WHAT THE TASK REQUIRES: Gather every line below that contains the string "tile", and copy each one.

Records from a dataset:
=-=-=-=-=
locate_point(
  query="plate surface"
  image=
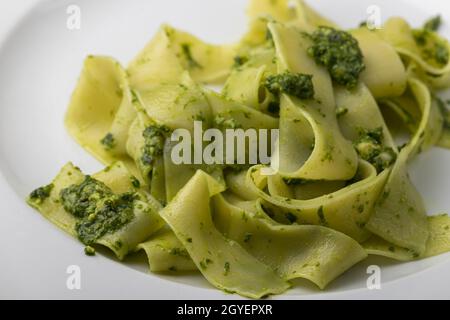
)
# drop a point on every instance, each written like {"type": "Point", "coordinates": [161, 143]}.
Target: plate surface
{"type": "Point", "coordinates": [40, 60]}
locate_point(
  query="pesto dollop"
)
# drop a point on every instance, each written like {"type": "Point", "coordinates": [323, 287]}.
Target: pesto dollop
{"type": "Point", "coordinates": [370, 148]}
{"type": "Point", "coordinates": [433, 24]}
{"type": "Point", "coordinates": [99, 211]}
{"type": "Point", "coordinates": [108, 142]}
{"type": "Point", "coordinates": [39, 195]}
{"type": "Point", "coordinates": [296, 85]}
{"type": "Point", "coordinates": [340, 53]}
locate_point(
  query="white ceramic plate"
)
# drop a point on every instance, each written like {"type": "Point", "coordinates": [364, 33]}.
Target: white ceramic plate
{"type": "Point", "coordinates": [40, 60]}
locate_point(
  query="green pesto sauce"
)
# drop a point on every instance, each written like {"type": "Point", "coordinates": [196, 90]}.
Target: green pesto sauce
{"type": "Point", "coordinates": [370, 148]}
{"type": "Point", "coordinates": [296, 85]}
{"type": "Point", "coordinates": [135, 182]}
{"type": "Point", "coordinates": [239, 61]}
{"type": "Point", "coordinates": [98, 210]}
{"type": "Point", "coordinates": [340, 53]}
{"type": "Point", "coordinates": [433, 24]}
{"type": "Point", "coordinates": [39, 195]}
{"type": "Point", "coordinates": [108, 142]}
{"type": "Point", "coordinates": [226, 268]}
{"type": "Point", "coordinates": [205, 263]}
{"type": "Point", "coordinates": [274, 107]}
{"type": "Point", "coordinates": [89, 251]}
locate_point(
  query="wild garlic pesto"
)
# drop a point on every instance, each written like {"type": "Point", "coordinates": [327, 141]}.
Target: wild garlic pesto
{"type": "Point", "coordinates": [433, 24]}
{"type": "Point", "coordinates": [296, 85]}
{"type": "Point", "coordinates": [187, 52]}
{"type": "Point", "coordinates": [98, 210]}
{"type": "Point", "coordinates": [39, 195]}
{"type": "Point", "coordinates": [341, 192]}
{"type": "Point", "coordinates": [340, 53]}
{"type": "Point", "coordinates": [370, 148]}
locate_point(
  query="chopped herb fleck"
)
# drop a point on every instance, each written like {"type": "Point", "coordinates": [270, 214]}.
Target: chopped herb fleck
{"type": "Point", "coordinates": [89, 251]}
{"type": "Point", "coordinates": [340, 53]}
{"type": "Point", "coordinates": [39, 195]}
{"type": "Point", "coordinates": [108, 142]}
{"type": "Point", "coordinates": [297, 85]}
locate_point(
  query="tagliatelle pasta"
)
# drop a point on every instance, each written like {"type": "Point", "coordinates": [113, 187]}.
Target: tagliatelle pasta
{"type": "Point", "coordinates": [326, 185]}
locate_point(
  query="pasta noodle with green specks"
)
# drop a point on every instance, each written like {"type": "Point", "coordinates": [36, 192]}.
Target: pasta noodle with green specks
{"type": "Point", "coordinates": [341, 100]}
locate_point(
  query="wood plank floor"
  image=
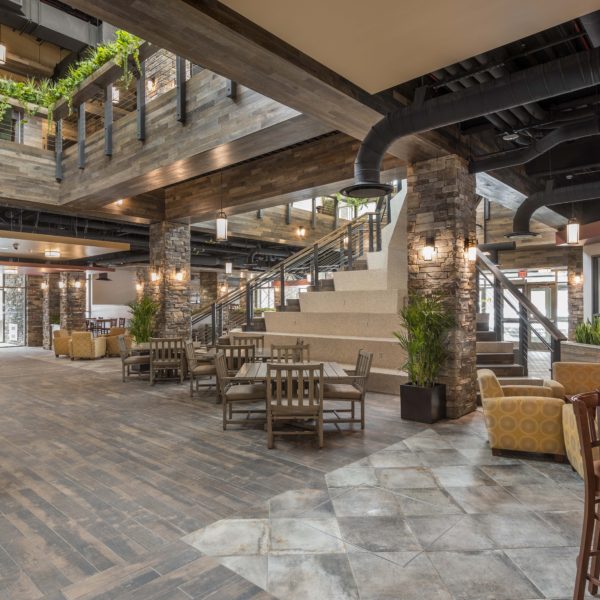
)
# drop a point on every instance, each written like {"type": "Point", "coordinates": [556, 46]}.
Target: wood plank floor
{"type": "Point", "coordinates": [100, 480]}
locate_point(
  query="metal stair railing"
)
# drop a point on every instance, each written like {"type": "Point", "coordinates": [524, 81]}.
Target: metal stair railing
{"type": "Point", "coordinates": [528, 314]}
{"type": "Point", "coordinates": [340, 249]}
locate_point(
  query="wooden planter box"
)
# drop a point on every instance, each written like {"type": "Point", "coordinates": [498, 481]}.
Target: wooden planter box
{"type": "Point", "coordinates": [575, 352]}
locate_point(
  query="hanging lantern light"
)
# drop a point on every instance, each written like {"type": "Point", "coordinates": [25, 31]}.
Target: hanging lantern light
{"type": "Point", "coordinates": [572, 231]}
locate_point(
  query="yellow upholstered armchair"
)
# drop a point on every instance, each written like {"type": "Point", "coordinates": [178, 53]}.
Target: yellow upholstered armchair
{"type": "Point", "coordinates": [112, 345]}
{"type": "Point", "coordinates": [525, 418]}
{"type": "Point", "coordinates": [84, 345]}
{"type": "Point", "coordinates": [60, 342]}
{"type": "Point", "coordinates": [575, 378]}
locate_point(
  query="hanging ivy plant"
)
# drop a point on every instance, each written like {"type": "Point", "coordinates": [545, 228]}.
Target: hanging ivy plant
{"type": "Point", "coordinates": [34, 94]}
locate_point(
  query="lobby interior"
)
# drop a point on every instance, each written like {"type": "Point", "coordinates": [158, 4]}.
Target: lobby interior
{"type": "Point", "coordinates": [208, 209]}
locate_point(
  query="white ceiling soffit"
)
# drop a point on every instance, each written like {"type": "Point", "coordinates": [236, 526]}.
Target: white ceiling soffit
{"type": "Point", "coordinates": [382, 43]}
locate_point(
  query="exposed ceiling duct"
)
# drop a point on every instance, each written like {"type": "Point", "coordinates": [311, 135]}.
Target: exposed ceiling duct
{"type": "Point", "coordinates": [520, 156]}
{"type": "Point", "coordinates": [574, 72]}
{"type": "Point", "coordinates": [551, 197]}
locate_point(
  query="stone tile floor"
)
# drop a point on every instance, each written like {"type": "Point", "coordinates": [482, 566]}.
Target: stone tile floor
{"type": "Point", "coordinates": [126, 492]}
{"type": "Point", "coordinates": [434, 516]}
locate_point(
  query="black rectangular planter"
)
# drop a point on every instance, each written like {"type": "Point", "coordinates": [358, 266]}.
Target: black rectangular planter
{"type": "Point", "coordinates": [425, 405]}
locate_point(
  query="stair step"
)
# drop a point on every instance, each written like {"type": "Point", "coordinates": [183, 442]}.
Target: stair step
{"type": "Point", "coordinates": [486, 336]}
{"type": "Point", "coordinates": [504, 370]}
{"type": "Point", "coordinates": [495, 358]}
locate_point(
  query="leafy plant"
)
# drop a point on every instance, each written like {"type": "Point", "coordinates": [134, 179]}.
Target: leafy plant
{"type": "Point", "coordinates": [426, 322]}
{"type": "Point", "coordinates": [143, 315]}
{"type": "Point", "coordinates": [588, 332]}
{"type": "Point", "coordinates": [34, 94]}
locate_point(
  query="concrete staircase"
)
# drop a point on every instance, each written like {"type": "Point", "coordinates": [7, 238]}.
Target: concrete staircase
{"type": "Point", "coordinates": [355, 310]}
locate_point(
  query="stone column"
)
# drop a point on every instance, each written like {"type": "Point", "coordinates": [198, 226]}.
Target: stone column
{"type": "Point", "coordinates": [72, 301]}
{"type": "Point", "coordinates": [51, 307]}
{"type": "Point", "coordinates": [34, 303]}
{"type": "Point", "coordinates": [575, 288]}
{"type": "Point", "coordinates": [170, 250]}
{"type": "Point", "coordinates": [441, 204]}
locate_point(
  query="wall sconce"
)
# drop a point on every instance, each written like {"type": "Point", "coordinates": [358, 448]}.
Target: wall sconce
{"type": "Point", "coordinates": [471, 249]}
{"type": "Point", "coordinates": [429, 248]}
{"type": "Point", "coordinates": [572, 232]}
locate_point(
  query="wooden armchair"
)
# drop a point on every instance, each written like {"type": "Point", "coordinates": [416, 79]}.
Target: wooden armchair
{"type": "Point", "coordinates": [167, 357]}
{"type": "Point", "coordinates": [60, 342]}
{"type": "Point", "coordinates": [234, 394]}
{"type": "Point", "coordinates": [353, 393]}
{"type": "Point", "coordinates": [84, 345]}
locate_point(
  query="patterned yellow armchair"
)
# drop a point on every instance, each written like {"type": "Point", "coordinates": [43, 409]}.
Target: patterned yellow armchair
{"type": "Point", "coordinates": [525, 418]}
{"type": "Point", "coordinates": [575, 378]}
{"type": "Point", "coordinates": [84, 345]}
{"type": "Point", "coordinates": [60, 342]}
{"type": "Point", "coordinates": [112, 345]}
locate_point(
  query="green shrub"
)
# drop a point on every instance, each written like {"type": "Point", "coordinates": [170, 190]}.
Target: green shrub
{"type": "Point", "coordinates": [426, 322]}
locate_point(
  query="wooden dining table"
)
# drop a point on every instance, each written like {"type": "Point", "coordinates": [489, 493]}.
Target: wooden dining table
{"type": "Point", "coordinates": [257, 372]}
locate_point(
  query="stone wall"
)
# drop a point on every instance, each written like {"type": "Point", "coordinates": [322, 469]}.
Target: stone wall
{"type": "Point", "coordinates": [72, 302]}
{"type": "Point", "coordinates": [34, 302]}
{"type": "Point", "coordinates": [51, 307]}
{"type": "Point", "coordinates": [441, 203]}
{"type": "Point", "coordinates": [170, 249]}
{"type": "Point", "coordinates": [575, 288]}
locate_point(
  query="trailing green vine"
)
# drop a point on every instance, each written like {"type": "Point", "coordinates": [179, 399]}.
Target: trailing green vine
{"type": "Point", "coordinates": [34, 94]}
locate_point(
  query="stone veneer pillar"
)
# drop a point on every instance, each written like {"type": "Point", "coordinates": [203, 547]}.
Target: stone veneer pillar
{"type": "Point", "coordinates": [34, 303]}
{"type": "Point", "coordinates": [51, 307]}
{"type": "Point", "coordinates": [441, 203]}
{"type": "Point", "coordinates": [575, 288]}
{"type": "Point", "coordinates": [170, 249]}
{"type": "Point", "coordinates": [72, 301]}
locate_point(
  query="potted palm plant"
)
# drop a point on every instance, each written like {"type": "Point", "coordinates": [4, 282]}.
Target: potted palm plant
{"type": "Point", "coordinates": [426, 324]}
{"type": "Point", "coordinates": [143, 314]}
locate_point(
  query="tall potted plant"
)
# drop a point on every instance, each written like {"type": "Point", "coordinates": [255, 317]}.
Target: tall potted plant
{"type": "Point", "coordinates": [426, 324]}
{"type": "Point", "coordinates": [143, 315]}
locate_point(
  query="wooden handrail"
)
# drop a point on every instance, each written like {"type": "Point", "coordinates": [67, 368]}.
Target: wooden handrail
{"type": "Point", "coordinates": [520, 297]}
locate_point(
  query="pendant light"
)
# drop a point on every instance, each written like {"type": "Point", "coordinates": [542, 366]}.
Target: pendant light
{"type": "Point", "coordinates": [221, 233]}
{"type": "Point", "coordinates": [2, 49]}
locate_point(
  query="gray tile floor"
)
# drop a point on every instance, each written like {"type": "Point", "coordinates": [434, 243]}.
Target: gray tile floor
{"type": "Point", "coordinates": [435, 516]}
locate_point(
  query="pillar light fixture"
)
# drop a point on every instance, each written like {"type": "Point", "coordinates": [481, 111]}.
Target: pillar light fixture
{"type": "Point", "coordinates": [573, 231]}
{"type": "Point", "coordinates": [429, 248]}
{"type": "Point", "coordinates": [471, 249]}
=-=-=-=-=
ANSWER FOR THIS EXERCISE:
  query="stone tile floor"
Target: stone tile floor
  query="gray tile floor"
Target: gray tile floor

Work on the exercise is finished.